- Requirement 1:
In the interview, what is the name of the new platform launched by Glass Canvas?
- Requirement 2:
Repeat the part of the interview from "JM Boyd, president" up to and including "in full bloom?".

- Passage to read:
- - - - - - -
JM Boyd, president and lead consultant of Glass Canvas, a marketing and brand agency for churches, non-profits, and Christian ministries, spoke with Monsignor James P. Shea, president of the University of Mary, at the 2021 Napa Institute Summer Conference to discuss his experience in assisting Church organizations and the launch of a new platform, Tilma.
Msgr. James P. Shea (MShea): JM, it’s great to sit down with you. The Prime Matters project is all about serving students better and providing wider and broader thought leadership. Your company, Glass Canvas, was right there with us at the beginning. It was Glass Canvas that helped us to formulate and dream up the project. What is your sense for it now that you see it in full bloom?
JM Boyd (JM): I’m so excited for what you’re doing with Prime Matters: it’s so needed, and you’re perfectly positioned to take it on. We had no idea what we were stepping into when you first brought the idea of Prime Matters forward and came to brainstorm with us. It’s amazing how God puts things together so distinctly, especially as the world has changed so tremendously over the last 18 months.
MShea: It is amazing to think back on how much has happened in the last year. We were just dreaming up Prime Matters with you, and our book, Christendom to Apostolic Mission, was still in manuscript form. We didn’t know how felicitous it would be or how providential it would be to launch the site and publish the book in the midst of the pandemic. Glass Canvas has launched a new platform as well, and I want to talk to you about that platform and how the timing has perhaps been providential for you, as well.
- - - - - - -
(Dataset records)

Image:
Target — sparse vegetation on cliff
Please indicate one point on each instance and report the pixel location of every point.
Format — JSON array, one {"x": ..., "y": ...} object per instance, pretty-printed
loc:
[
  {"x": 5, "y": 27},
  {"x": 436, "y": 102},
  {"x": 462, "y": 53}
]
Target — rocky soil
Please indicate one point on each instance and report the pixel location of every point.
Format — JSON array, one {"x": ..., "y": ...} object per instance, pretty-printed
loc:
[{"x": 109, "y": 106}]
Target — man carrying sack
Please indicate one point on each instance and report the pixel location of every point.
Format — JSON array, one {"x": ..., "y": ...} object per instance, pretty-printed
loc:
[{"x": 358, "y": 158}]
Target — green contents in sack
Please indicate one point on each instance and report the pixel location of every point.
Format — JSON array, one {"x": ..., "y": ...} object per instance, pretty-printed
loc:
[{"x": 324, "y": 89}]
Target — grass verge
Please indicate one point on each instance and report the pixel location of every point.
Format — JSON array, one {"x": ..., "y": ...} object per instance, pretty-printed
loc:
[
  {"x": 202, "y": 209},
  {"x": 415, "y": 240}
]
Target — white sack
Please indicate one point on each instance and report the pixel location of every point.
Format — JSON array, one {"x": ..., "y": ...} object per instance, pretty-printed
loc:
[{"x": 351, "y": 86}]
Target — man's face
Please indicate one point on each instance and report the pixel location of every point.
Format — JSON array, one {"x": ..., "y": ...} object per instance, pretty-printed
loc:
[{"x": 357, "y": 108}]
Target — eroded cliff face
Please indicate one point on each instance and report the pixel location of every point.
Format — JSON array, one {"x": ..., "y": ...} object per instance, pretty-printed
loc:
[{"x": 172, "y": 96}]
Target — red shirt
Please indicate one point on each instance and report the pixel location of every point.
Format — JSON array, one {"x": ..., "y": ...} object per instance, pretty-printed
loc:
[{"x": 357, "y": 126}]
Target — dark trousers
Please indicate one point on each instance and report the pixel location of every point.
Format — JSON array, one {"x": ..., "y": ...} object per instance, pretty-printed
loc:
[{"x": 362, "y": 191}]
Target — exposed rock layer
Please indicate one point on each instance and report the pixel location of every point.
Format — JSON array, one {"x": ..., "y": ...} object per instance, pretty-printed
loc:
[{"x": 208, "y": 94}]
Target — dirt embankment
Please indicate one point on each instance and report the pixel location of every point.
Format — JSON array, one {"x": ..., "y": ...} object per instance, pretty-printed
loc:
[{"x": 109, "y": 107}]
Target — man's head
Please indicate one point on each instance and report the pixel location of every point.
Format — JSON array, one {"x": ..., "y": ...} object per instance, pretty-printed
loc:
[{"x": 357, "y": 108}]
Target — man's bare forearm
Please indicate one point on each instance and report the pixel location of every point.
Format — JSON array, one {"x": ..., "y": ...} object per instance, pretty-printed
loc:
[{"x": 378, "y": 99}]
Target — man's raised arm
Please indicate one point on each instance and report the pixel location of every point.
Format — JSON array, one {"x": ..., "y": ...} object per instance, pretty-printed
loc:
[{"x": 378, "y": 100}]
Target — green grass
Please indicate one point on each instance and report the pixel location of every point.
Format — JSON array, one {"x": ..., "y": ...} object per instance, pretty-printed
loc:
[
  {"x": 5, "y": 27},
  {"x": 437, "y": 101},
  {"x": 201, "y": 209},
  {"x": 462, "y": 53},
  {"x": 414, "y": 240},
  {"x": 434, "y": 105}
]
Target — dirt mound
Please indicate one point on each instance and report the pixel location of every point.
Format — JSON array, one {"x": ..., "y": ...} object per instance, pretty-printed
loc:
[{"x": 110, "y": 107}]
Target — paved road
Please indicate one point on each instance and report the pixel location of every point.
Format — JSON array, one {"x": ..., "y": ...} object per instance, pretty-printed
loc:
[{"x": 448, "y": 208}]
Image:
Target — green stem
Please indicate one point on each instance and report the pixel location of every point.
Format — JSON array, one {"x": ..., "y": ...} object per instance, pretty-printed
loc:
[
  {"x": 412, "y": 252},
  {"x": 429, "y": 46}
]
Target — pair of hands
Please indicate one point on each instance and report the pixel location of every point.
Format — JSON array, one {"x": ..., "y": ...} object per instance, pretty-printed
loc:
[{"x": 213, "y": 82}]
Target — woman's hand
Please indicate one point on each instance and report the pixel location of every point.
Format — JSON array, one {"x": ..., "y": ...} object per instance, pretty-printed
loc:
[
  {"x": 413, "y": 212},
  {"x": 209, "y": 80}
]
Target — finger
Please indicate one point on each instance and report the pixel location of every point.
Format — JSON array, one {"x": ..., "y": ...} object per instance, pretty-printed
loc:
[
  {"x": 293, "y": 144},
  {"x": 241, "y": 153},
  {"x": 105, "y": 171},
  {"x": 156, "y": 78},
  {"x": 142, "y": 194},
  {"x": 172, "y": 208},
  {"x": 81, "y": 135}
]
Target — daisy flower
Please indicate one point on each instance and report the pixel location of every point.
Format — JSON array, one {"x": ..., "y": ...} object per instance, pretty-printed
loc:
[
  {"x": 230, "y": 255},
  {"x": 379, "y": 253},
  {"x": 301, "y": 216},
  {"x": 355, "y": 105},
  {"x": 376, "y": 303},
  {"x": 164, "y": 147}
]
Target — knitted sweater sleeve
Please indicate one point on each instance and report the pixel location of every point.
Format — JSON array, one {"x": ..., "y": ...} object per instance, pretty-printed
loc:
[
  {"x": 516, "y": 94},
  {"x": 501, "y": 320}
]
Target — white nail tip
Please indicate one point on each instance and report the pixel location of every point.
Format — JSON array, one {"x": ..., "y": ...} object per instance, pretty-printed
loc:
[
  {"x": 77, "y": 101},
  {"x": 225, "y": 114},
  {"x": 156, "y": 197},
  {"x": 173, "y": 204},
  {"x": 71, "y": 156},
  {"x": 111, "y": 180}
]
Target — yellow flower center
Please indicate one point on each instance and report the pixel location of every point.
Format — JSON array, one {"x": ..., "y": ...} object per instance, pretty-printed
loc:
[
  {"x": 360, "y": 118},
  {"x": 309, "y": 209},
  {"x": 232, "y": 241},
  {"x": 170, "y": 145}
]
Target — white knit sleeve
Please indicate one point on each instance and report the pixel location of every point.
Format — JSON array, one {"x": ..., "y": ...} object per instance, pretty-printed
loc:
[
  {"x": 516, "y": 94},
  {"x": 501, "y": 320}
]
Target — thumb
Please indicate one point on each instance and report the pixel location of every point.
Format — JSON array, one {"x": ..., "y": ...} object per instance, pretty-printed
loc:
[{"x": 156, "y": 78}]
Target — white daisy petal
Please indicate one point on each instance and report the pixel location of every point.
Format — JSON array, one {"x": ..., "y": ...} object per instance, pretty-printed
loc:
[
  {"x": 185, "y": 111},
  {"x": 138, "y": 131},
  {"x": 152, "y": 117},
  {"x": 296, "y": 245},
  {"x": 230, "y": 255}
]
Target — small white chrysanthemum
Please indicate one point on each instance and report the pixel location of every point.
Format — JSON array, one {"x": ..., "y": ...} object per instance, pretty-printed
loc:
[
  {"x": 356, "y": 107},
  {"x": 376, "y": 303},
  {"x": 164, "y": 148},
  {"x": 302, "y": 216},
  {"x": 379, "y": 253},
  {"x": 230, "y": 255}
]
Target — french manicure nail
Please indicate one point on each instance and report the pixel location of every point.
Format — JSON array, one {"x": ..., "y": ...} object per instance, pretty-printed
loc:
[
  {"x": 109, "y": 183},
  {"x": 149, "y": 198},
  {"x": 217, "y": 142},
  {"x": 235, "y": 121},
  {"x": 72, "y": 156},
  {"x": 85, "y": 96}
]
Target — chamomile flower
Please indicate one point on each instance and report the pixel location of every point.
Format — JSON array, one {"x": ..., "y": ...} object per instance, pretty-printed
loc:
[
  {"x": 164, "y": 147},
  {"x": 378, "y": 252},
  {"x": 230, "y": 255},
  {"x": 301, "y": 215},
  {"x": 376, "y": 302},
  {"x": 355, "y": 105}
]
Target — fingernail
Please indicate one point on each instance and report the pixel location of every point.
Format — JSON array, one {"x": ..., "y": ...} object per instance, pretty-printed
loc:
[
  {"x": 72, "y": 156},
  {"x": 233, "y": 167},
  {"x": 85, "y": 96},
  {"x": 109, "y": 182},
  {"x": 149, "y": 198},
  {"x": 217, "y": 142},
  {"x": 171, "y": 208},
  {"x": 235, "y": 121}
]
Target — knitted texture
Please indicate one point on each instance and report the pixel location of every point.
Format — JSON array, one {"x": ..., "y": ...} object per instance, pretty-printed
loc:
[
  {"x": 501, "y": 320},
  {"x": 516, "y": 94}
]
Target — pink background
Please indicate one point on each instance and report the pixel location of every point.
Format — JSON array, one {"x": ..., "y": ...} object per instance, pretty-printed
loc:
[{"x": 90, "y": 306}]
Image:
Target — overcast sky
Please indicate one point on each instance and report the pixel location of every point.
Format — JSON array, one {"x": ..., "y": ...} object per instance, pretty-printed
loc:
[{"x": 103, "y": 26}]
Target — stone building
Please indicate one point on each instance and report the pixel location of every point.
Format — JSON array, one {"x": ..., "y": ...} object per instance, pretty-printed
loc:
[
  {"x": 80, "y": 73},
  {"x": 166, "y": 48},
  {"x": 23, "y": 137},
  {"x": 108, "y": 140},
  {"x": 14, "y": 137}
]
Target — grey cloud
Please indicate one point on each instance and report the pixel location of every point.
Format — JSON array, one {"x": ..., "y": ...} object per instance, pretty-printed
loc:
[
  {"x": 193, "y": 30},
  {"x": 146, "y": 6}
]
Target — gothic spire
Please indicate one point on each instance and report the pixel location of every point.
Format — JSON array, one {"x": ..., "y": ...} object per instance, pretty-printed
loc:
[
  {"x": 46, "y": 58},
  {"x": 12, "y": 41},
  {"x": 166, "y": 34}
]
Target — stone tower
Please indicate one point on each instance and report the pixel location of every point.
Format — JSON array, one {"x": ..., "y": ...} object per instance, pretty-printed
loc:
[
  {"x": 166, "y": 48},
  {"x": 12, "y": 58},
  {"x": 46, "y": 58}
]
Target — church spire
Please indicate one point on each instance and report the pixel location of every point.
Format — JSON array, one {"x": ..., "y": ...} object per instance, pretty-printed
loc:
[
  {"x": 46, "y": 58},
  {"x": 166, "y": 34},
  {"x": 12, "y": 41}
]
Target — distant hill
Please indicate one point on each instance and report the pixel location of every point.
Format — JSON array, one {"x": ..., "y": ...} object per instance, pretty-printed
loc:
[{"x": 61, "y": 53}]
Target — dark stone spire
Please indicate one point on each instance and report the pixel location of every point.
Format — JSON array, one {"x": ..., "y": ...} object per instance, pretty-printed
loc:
- - - - - - -
- Response area 1:
Tilma

- Response area 2:
JM Boyd, president and lead consultant of Glass Canvas, a marketing and brand agency for churches, non-profits, and Christian ministries, spoke with Monsignor James P. Shea, president of the University of Mary, at the 2021 Napa Institute Summer Conference to discuss his experience in assisting Church organizations and the launch of a new platform, Tilma.
Msgr. James P. Shea (MShea): JM, it’s great to sit down with you. The Prime Matters project is all about serving students better and providing wider and broader thought leadership. Your company, Glass Canvas, was right there with us at the beginning. It was Glass Canvas that helped us to formulate and dream up the project. What is your sense for it now that you see it in full bloom?